UNTUK sementara, bau busuk sampah Jakarta tertanggulangi. Setelah ditutup lima hari—dan menjadikan Jakarta sebagai kota gunungan sampah—tempat pembuangan akhir (TPA) sampah di Bantargebang, Bekasi, akhirnya dibuka kembali oleh Pemerintah Daerah Kota Bekasi pada 15 Desember menjelang tengah malam. Sepekan sebelumnya, persoalan TPA Bantargebang sudah mencuat ketika Pemda Kota Bekasi dan DPRD Kota Bekasi berniat menutup penampungan sampah—yang sebagian besar milik penduduk Jakarta itu—karena menurut mereka warga sekitar memprotes bau busuknya.
Setelah dua pemda saling mengancam, Bantargebang akhirnya ditutup sepihak oleh Pemda Kota Bekasi dibarengi pembakaran beberapa kendaraan pengangkut sampah dan gubuk pemulung liar oleh warga. Gubernur DKI Jakarta Sutiyoso meradang. Menurut hitungannya, Pemda DKI Jakarta sudah memberikan cukup kompensasi kepada Pemda Bekasi, antara lain membangun 40 kilometer jalan beraspal dan memberi dana miliaran rupiah per tahun. Pemda Kota Bekasi rupanya meminta 50 persen dari 108 hektare lahan TPA itu dikembalikan kepada mereka, tapi ditolak Sutiyoso. Gubernur DKI itu pun mengancam akan membawa masalah ini ke pengadilan jika Bantargebang tak segera dibuka. Tapi gertakan itu rupanya tak mempan, bahkan setelah Sutiyoso mendatangi sendiri pejabat Pemda Kota Bekasi.

SOAL SINGKAT 1: Sebutkan semua nama tempat geografis yang muncul dalam teks tentang TPA Bantargebang.
SOAL SINGKAT 2: Lanjutkan teks tentang TPA Bantargebang mulai setelah kalimat terakhirnya.

KUTIPAN CATATAN:
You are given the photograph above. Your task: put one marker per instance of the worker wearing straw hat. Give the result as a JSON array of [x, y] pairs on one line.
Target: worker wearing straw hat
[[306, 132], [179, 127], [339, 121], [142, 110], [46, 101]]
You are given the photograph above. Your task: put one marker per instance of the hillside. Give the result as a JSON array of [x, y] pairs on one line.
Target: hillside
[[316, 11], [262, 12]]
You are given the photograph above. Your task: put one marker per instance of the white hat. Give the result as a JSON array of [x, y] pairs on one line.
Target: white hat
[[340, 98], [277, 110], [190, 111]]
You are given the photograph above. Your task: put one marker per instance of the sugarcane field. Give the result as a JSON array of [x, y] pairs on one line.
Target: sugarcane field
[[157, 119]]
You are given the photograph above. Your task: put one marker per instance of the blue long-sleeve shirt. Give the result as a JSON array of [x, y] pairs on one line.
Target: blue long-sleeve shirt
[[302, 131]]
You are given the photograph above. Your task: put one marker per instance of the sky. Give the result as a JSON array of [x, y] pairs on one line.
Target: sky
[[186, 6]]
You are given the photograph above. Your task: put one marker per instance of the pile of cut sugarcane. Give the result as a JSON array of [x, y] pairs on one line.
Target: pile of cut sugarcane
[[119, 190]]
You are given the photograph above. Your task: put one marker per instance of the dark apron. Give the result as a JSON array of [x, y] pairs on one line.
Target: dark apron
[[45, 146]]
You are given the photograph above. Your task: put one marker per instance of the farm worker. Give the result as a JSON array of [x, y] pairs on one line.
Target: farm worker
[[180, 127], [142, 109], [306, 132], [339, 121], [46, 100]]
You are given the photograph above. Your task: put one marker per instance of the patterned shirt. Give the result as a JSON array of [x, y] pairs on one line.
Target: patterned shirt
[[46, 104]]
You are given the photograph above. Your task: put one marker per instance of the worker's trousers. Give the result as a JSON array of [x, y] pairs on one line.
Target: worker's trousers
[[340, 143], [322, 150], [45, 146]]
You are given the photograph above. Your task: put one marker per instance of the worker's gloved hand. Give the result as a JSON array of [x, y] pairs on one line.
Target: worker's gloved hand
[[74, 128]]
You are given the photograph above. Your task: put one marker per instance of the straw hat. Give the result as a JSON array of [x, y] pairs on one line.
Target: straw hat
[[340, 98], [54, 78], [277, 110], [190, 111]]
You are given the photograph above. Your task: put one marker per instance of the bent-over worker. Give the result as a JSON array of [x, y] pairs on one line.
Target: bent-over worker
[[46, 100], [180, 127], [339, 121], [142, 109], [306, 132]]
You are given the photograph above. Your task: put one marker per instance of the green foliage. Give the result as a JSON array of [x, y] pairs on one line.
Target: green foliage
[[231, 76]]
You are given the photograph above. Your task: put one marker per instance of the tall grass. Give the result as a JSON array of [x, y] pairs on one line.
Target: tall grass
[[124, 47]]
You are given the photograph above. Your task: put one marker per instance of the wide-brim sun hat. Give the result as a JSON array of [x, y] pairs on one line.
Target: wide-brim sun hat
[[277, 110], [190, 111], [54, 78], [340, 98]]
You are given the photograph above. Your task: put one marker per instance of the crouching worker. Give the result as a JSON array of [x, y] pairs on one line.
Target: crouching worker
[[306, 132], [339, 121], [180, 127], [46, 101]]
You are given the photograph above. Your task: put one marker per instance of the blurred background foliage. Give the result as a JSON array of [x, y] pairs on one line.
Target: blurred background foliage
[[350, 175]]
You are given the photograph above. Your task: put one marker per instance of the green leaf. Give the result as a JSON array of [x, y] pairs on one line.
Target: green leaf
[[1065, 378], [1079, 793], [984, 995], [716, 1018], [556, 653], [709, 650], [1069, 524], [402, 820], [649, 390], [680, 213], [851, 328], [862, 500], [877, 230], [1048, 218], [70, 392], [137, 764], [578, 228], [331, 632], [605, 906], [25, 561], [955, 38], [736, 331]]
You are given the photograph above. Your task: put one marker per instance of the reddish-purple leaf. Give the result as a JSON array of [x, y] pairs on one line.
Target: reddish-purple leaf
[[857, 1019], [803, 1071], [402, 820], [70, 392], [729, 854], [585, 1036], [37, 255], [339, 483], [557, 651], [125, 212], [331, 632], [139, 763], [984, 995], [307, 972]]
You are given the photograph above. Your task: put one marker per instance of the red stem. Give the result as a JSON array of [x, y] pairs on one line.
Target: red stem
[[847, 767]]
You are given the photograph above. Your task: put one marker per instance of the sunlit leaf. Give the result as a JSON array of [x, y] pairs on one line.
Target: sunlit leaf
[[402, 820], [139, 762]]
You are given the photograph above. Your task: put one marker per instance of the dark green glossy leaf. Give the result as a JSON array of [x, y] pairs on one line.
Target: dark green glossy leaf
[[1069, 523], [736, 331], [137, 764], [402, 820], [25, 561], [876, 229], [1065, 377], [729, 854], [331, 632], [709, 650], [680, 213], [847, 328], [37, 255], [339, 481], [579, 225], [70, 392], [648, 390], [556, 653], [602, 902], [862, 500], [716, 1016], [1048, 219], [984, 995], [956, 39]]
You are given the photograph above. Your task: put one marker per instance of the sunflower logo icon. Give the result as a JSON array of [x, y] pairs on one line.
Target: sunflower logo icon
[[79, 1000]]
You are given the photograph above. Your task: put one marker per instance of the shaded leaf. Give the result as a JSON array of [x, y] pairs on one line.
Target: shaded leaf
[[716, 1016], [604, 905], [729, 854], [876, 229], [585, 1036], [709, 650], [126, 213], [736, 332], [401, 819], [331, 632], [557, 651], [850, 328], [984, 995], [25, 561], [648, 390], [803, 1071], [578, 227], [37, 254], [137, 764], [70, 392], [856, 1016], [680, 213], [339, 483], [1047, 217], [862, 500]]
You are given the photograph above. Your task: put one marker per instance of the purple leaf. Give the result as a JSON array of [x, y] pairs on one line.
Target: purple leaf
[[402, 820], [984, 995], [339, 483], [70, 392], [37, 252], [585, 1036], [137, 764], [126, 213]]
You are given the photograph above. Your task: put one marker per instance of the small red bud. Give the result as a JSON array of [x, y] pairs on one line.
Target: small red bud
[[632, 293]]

JAWABAN SOAL 1: Jakarta, Bantargebang, Bekasi

JAWABAN SOAL 2:
Ketika penutupan itu terjadi, Kota Jakarta bagai neraka karena sampah menumpuk dan mengeluarkan bau busuk di berbagai penjuru kota. Jumlah buangan dari kota berpenduduk lebih dari 10 juta orang ini memang tidak sedikit. Kalau dirata-rata, selama 5 hari penutupan, sekitar 125 ribu meter kubik sampah tak terangkut dari kota metropolitan ini. Bahkan 21 truk yang telanjur masuk Bantargebang pada hari penutupan dikembalikan lengkap dengan sampahnya oleh penduduk Bantargebang ke Jakarta.
Tak ada lokasi lain yang bersedia menampung buangan berbau busuk itu. Rencana membuang ke kawasan Bojong, di Kelapanunggal, Bogor, ditentang keras oleh warga dan penghuni real estate di kawasan itu. Bukan hanya Pemda DKI Jakarta yang direpotkan dengan sampah itu. Pemda Kota Bekasi juga kena imbas karena mereka tak bisa membuang ke Bantargebang. Sampah mereka ditolak di TPA Burangkeng milik Pemda Kabupaten Bekasi. Sementara itu, sekitar 2.000 pemulung kehilangan pekerjaan akibat penutupan tersebut.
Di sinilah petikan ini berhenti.